» MATERIAL PROVIDED
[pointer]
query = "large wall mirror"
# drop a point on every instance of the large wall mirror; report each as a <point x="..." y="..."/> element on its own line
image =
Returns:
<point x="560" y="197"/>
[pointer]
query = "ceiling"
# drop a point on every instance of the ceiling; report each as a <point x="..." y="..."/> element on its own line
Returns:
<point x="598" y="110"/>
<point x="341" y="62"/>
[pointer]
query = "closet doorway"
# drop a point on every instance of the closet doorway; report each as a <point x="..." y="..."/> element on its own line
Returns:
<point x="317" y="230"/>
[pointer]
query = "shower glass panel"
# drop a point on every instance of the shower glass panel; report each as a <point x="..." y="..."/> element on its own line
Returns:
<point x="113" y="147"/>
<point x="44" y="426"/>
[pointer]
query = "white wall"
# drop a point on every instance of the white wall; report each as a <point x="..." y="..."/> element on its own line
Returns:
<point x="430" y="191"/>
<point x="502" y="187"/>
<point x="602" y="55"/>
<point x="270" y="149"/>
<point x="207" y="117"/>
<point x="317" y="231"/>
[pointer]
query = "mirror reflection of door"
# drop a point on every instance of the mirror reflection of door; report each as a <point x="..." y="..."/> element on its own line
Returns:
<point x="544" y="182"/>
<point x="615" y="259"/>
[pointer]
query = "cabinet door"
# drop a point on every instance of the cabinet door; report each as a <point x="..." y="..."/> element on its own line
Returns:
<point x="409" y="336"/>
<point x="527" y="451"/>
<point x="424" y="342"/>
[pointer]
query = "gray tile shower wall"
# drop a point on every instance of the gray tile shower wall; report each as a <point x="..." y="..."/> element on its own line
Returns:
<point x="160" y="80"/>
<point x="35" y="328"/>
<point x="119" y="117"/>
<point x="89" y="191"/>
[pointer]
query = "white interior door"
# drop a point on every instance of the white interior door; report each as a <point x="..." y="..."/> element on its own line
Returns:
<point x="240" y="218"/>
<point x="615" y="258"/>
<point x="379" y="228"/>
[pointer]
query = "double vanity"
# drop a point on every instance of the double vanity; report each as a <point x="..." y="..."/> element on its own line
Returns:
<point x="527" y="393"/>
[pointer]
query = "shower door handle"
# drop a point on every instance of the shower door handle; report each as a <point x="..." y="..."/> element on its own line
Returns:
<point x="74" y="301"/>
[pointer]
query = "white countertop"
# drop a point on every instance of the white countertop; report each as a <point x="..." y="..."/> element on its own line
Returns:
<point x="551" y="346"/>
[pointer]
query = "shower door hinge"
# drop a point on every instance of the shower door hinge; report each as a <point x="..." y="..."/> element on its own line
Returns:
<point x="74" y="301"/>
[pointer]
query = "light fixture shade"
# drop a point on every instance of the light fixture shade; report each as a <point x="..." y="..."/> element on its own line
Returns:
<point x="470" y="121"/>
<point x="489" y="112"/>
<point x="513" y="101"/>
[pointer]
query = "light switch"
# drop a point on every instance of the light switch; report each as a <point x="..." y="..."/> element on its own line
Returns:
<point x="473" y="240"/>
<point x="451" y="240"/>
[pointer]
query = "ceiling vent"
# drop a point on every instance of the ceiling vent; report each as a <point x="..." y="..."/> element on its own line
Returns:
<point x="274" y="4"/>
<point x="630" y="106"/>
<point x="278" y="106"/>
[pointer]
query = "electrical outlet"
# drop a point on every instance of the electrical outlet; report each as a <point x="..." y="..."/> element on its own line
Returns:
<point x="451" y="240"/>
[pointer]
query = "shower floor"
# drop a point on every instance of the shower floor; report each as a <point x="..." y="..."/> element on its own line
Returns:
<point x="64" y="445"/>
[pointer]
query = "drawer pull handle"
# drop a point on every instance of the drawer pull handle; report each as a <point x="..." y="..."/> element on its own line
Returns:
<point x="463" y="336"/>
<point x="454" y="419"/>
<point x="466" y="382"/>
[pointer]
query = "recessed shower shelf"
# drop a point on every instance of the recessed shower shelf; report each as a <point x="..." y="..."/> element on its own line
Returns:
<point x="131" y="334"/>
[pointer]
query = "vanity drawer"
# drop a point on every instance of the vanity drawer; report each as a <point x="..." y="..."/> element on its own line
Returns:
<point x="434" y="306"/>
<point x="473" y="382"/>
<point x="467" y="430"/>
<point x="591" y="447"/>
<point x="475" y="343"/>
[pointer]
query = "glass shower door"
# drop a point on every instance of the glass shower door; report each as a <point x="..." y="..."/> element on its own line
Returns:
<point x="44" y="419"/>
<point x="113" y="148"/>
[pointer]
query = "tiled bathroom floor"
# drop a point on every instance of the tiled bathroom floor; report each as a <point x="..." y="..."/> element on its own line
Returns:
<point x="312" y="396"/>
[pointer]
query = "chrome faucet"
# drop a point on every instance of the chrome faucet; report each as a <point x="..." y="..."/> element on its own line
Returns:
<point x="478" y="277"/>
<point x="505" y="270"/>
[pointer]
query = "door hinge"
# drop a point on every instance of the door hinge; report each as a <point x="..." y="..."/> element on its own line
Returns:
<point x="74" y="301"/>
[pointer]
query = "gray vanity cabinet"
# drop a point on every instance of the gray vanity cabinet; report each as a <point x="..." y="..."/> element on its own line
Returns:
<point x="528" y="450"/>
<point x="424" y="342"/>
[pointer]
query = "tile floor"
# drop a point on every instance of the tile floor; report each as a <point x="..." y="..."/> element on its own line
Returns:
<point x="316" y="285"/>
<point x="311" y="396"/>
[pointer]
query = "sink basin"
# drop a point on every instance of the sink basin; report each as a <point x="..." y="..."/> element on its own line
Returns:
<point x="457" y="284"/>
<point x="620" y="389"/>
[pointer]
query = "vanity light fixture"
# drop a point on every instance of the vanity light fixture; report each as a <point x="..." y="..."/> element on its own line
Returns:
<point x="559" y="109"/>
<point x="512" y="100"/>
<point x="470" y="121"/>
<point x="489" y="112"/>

» THE TASK
Count the lines in the items above that contain the string "fixture", and reply with that number alone.

» EXPECTED OUTPUT
4